_Goal 1_
Give the rows as a JSON list of strings, one string per line and no blank lines. Begin at the start of the rows, stop after the line containing "Trace every instance", and leave the pictures out.

First create a tensor if shape (ss_methods x nets x mi_vals x s_budgets_proto)
valued with gains

In [None]:
proto = "AND"  # <---------- change this to plot stats for AND!!!
s_budgets_proto = df.loc[df["protocol"] == proto]["seeding_budget"].unique()
cube = {}
consist_shape = []

for ssm in ss_methods:
    for net in nets:
        ddf = df.loc[
            (df["network"] == net) &
            (df["protocol"] == proto) &
            (df["selection_metric"] == ssm)
        ]
        ddf = pd.pivot_table(
            ddf, index="mi_value", columns="seeding_budget", values="gain"
        ).to_numpy()
        if len(consist_shape) == 0:
            consist_shape = ddf.shape
        if len(ddf) == 0:
            ddf = np.empty(shape=consist_shape)
            ddf[:] = np.nan

        if not cube.get(ssm):
            cube[ssm] = {}
        cube[ssm][net] = ddf

len(cube)

In [None]:
list_arrays = []
ssm_axis = []
nets_axis = []

for ssm, net_dict in cube.items(): 
    ssm_axis.append(ssm)
    _arrs = []
    for idx, (net, arr) in enumerate(net_dict.items()):
        if len(nets_axis) == len(nets):
            assert nets_axis[idx] == net
        else:
            nets_axis.append(net)
        _arrs.append(arr)

_Excerpted data_
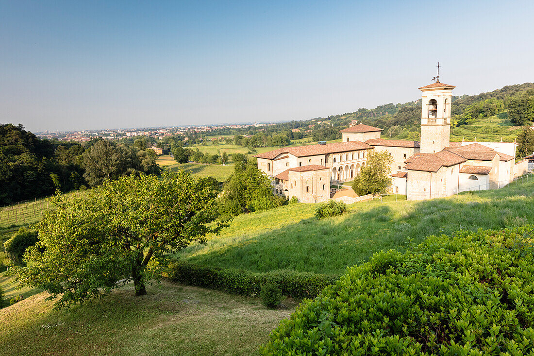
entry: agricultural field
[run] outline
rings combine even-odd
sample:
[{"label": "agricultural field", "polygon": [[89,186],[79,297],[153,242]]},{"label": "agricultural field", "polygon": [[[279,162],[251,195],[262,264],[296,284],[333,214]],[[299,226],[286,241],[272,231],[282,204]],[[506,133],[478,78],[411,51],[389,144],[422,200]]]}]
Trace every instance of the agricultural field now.
[{"label": "agricultural field", "polygon": [[340,274],[374,252],[402,251],[430,235],[534,223],[532,177],[498,190],[448,198],[356,203],[344,215],[319,221],[313,216],[315,204],[241,214],[219,236],[210,237],[206,245],[194,244],[176,257],[258,272]]},{"label": "agricultural field", "polygon": [[[9,282],[0,274],[3,287]],[[258,298],[167,281],[147,287],[142,297],[127,285],[59,311],[46,292],[28,296],[0,309],[0,354],[255,354],[296,305],[270,310]]]},{"label": "agricultural field", "polygon": [[476,141],[498,142],[501,137],[505,142],[512,142],[519,133],[521,128],[514,126],[508,119],[507,113],[476,120],[469,125],[451,129],[451,141]]},{"label": "agricultural field", "polygon": [[172,157],[166,154],[158,156],[158,158],[156,159],[156,163],[161,167],[167,167],[167,166],[176,164],[176,161]]},{"label": "agricultural field", "polygon": [[234,166],[233,164],[223,166],[190,162],[174,164],[168,166],[168,168],[171,171],[182,170],[189,172],[195,177],[211,176],[219,182],[225,182],[233,173]]}]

_Goal 2_
Rewrite the notebook excerpt from the words "First create a" through the words "stats for AND!!!", replacing "tensor" with "array".

_Full solution 1_
[
  "entry: agricultural field",
  "[run] outline",
  "rings combine even-odd",
  "sample:",
  "[{\"label\": \"agricultural field\", \"polygon\": [[89,186],[79,297],[153,242]]},{\"label\": \"agricultural field\", \"polygon\": [[[279,162],[251,195],[262,264],[296,284],[333,214]],[[299,226],[286,241],[272,231],[282,204]],[[506,133],[478,78],[411,51],[389,144],[422,200]]]}]",
  "Trace every instance of the agricultural field now."
]

_Full solution 2_
First create a array if shape (ss_methods x nets x mi_vals x s_budgets_proto)
valued with gains

In [None]:
proto = "AND"  # <---------- change this to plot stats for AND!!!